TEXT PROVIDED:

==*==

Nassau Street Sampler 2010 line up As the new academic year begins, we welcome the Class of 2015! Whether you visit the Museum to spend time with extraordinary works of art, to enjoy concerts and films, or to carry out research, the Princeton University Art Museum opens its arms to everyone. Make the Museum a part of your time at Princeton!

 

Check out our lively and ever-changing Late Thursdays programming--we're open until 10 p.m. every Thursday. Join us this Thursday for the 3rd annual Nassau Street Sampler, with free food, giveaways, great art, and more--and bring a friend!

 

Must See in the Museum 

Lynne Cohen, Motel Room Motel Room

On view in The Life and Death of Buildings

Through November 6

  

In the 1970s, Lynne Cohen began photographing North American interiors that defined a zone between private and public, such as wholesalers' showrooms, laboratories, and classrooms. Cohen's images are often mistaken for staged scenes. They are not, although she concedes that the spaces that drew her attention resembled Duchamp's readymades, "loaded with meaning" and "incomprehensible." The unblinking eye of Cohen's camera catalogues the false-front surfaces (from Naugahyde to photo-mural wallpaper) of a culture torn between liberated self-reinvention and paranoid retrenchment.

==*==

RAW DATA:
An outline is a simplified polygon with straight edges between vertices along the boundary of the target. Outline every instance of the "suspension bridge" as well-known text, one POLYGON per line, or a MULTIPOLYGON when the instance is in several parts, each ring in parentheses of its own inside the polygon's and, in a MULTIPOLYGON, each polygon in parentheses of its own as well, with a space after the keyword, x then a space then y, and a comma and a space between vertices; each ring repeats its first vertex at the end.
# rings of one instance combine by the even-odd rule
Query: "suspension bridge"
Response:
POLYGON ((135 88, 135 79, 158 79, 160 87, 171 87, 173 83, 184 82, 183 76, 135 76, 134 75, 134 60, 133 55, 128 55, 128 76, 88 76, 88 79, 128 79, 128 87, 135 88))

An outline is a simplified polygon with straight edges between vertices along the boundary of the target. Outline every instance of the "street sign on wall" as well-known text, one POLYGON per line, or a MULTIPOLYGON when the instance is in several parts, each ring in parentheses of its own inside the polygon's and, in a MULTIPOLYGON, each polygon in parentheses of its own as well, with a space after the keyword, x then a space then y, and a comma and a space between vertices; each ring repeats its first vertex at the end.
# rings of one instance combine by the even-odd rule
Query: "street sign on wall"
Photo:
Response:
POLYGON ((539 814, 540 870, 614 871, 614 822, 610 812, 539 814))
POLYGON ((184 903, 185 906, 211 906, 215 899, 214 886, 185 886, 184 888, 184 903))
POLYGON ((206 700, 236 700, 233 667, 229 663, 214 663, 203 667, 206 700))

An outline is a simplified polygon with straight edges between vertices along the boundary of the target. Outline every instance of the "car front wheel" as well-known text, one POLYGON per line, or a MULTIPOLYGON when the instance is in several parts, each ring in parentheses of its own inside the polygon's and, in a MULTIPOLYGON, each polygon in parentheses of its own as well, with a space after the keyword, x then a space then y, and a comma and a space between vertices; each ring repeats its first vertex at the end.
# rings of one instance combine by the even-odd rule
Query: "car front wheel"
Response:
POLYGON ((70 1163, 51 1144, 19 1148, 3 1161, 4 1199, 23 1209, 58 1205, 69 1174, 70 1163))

==*==

EXERCISE TASK 1: Which kinds of interiors does the museum text name as examples of what Lynne Cohen photographed?
EXERCISE TASK 2: Can you present the rows, from the very beginning of the rows through the line that contains "POLYGON ((135 88, 135", as a numbered list with blank lines omitted?

ANSWER 1:
- wholesalers' showrooms
- laboratories
- classrooms

ANSWER 2:
1. An outline is a simplified polygon with straight edges between vertices along the boundary of the target. Outline every instance of the "suspension bridge" as well-known text, one POLYGON per line, or a MULTIPOLYGON when the instance is in several parts, each ring in parentheses of its own inside the polygon's and, in a MULTIPOLYGON, each polygon in parentheses of its own as well, with a space after the keyword, x then a space then y, and a comma and a space between vertices; each ring repeats its first vertex at the end.
2. # rings of one instance combine by the even-odd rule
3. Query: "suspension bridge"
4. Response:
5. POLYGON ((135 88, 135 79, 158 79, 160 87, 171 87, 173 83, 184 82, 183 76, 135 76, 134 75, 134 60, 133 55, 128 55, 128 76, 88 76, 88 79, 128 79, 128 87, 135 88))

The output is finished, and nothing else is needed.